> **BRIEF**
Copy out each line below exactly as it appears.
━━ DATA LISTING
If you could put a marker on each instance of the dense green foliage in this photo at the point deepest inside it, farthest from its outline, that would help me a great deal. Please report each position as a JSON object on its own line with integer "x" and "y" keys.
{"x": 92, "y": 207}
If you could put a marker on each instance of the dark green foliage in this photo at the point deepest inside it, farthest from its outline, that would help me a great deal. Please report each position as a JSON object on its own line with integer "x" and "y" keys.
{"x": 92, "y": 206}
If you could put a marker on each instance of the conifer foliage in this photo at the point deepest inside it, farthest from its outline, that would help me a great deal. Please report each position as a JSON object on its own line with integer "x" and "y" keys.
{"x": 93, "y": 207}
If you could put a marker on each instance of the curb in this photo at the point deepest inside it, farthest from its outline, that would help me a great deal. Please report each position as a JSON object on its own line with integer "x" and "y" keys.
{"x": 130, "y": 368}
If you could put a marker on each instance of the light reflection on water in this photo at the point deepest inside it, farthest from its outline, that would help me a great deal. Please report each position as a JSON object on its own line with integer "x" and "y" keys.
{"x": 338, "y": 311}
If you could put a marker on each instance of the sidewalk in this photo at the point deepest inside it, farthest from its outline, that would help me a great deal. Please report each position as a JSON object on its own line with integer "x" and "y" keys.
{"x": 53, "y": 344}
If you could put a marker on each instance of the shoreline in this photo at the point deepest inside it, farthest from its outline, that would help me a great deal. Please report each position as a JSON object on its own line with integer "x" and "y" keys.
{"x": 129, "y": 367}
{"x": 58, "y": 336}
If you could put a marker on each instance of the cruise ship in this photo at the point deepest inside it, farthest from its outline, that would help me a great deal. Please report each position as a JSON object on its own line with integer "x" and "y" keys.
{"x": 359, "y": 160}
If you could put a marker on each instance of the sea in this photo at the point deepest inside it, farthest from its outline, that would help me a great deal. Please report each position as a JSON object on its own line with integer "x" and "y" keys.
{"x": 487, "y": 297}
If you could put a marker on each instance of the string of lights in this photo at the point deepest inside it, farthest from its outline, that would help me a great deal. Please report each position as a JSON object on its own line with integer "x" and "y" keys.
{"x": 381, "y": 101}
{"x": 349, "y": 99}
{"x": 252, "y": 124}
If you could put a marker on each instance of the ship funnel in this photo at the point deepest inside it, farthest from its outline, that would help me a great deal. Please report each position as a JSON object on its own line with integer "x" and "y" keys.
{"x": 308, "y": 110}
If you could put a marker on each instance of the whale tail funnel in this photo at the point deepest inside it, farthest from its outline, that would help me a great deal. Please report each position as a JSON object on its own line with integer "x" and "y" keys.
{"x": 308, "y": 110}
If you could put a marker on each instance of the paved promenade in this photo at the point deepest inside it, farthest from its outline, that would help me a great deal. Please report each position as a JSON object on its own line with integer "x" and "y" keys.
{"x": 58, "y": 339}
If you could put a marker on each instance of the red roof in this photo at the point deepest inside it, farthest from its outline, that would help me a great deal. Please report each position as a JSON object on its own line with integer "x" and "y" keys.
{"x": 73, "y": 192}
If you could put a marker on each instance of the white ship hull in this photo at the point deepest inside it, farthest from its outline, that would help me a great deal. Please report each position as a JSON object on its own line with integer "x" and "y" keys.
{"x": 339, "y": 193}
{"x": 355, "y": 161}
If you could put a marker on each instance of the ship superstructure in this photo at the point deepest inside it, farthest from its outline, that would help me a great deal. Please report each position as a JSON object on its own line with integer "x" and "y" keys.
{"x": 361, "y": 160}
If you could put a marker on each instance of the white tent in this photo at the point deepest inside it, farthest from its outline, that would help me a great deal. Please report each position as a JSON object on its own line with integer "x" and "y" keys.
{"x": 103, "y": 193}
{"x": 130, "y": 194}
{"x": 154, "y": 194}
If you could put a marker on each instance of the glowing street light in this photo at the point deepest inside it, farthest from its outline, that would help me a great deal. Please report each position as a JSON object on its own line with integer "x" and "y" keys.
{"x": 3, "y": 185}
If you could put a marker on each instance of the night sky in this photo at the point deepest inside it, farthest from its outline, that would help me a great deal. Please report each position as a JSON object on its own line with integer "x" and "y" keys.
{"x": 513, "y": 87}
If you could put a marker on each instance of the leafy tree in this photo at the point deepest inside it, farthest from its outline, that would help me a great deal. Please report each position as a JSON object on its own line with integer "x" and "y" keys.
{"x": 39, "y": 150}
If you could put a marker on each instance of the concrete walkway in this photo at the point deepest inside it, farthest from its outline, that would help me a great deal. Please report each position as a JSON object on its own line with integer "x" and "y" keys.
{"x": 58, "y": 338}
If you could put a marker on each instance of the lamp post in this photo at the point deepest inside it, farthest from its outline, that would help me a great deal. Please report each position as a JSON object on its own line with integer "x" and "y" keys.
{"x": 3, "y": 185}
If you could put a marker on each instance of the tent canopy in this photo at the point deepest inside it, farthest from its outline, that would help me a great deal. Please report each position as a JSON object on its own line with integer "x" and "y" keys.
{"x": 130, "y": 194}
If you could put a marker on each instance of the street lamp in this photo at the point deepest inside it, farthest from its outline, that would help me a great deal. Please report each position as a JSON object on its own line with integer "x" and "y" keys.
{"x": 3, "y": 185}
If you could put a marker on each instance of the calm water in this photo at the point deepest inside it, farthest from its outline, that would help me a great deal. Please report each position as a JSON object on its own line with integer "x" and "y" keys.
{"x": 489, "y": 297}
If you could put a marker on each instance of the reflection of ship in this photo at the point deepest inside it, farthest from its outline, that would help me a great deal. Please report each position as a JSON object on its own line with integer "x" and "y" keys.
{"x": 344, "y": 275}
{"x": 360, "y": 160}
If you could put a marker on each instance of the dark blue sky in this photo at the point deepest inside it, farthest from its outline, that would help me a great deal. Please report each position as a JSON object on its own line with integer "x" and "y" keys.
━━━━
> **EXERCISE ANSWER**
If you could put a marker on each instance of the dense green foliage in this photo at the point deepest inside it, farthest from its outline, that would help me a great deal. Please report each position as a JSON object on its own line with integer "x" and "y" keys.
{"x": 92, "y": 207}
If you could put a marker on each instance of the dark green foliage in this photo at the point deepest inside it, farthest from its outline, that would help me a great deal. Please report each position as a JSON object on its own line with integer "x" and "y" keys.
{"x": 92, "y": 206}
If you could put a marker on each instance of the conifer foliage in this photo at the point deepest inside it, farthest from its outline, that would help me a great deal. Please report each position as a JSON object on its own line with integer "x" and "y" keys.
{"x": 93, "y": 207}
If you could put a marker on each instance of the curb in this photo at the point deepest inside it, farthest from its outline, that would help me a great deal. Please report each position as a JSON object on its own line with integer "x" and "y" keys.
{"x": 130, "y": 368}
If you could put a marker on each instance of the light reflection on water in this photo at the point deepest inside it, farthest from its outline, that would help me a great deal. Please report each position as a JSON object on its own line with integer "x" and "y" keys.
{"x": 338, "y": 311}
If you could put a marker on each instance of the sidewalk in this photo at the point deepest inside it, farthest from its outline, that would help me a great deal. Please report each position as a JSON object on its own line with integer "x" and "y" keys.
{"x": 53, "y": 344}
If you could put a marker on each instance of the shoreline in this photo at the point deepest inside it, farthest from its outline, that would help me a great deal. Please report each position as a JSON object on its own line with integer "x" and "y" keys.
{"x": 129, "y": 367}
{"x": 58, "y": 336}
If you could put a marker on each instance of the cruise ship in this photo at the point deepest inside it, farthest from its outline, that would help me a great deal. Please report each position as a JSON object on its own line with integer "x" and "y" keys.
{"x": 359, "y": 160}
If you could put a marker on each instance of the sea in this photo at the point deepest inside it, farthest from its outline, that would help me a great deal. Please report each position as a JSON object on its own line with integer "x" and "y" keys.
{"x": 487, "y": 297}
If you could put a marker on each instance of the string of lights in this photo at the point deepest inside it, farthest from its outline, that would help me a great deal. Please report each position as a JSON object on its own line with integer "x" and "y" keys.
{"x": 381, "y": 101}
{"x": 349, "y": 99}
{"x": 252, "y": 124}
If you could put a marker on each instance of the ship funnel in this photo at the point deepest inside it, farthest from its outline, that would help me a great deal. Please report each position as a JSON object on its own line with integer "x" and "y" keys.
{"x": 308, "y": 110}
If you could put a marker on each instance of the whale tail funnel in this photo at the point deepest inside it, farthest from its outline, that would help me a great deal. Please report each position as a JSON object on its own line with integer "x" and "y" keys.
{"x": 308, "y": 110}
If you could put a marker on each instance of the paved promenade in this photo at the point deepest inside it, farthest from its outline, that would help me a great deal. Please report each position as a JSON object on its own line with integer "x" and "y" keys.
{"x": 58, "y": 339}
If you could put a marker on each instance of the red roof in this photo at the point deepest inside it, farthest from its outline, that would help me a great deal. Please report each position as a JSON object on its own line with integer "x" and "y" keys.
{"x": 73, "y": 192}
If you could put a marker on each instance of the white ship hull in this photo at the point deepest inside it, farthest from its outline, that would help me a great deal. Please report each position as a JSON object on its own line with integer "x" and "y" keys.
{"x": 339, "y": 193}
{"x": 355, "y": 161}
If you could put a marker on each instance of the ship superstructure in this photo at the point deepest inside it, farthest from its outline, that would help me a great deal. Please report each position as a JSON object on its own line with integer "x" and "y" keys.
{"x": 361, "y": 160}
If you could put a marker on each instance of the white tent in this photo at the point deepest inside it, farthest from its outline, that would help me a great deal. Please report each position as a JSON object on its own line with integer "x" and "y" keys.
{"x": 103, "y": 193}
{"x": 130, "y": 194}
{"x": 154, "y": 194}
If you could put a marker on each instance of the glowing street light in this photo at the point deepest inside it, farthest from its outline, that would help me a great deal. Please report each position as a JSON object on its own line with integer "x" and "y" keys.
{"x": 3, "y": 185}
If you could put a marker on each instance of the night sky in this photo at the point deepest inside it, farthest from its outline, that would help me a great deal. Please report each position as a JSON object on its own line with integer "x" and "y" keys.
{"x": 513, "y": 87}
If you could put a marker on each instance of the leafy tree in this photo at the point deepest inside it, farthest from its outline, that would help me a great deal. Please report each position as a JSON object on its own line with integer "x" and "y" keys.
{"x": 39, "y": 150}
If you could put a marker on each instance of the concrete walkway in this photo at the point deepest inside it, farthest from its outline, that would help me a great deal. Please report each position as a JSON object on its own line with integer "x" and "y" keys.
{"x": 58, "y": 338}
If you could put a marker on each instance of the lamp post in this photo at the point deepest inside it, farthest from its outline, that would help me a great deal. Please report each position as a JSON object on its own line with integer "x" and "y" keys.
{"x": 3, "y": 185}
If you could put a marker on each instance of the tent canopy in this photo at the point deepest inside it, farthest from its outline, that would help me a great deal. Please report each position as a JSON object on its own line with integer "x" and "y" keys.
{"x": 130, "y": 194}
If you could put a marker on each instance of the street lamp in this photo at the point deepest inside it, farthest from its outline, that would help me a great deal. Please report each position as a JSON object on its own line with integer "x" and "y" keys.
{"x": 3, "y": 185}
If you could put a marker on each instance of the calm water in this photo at the point deepest inside it, farthest from its outline, that would help me a great deal. Please report each position as a JSON object on its own line with integer "x" and "y" keys.
{"x": 489, "y": 297}
If you could put a marker on each instance of the reflection of ship in this photo at the point deepest inside it, farthest from its outline, that would help me a great deal. Please report each position as a JSON object on its own line with integer "x" and "y" keys.
{"x": 344, "y": 275}
{"x": 360, "y": 160}
If you could put a marker on each instance of the dark blue sky in this photo at the point deepest inside it, farthest from its outline, that would help me a great deal. Please report each position as a JSON object on its own line with integer "x" and "y" keys.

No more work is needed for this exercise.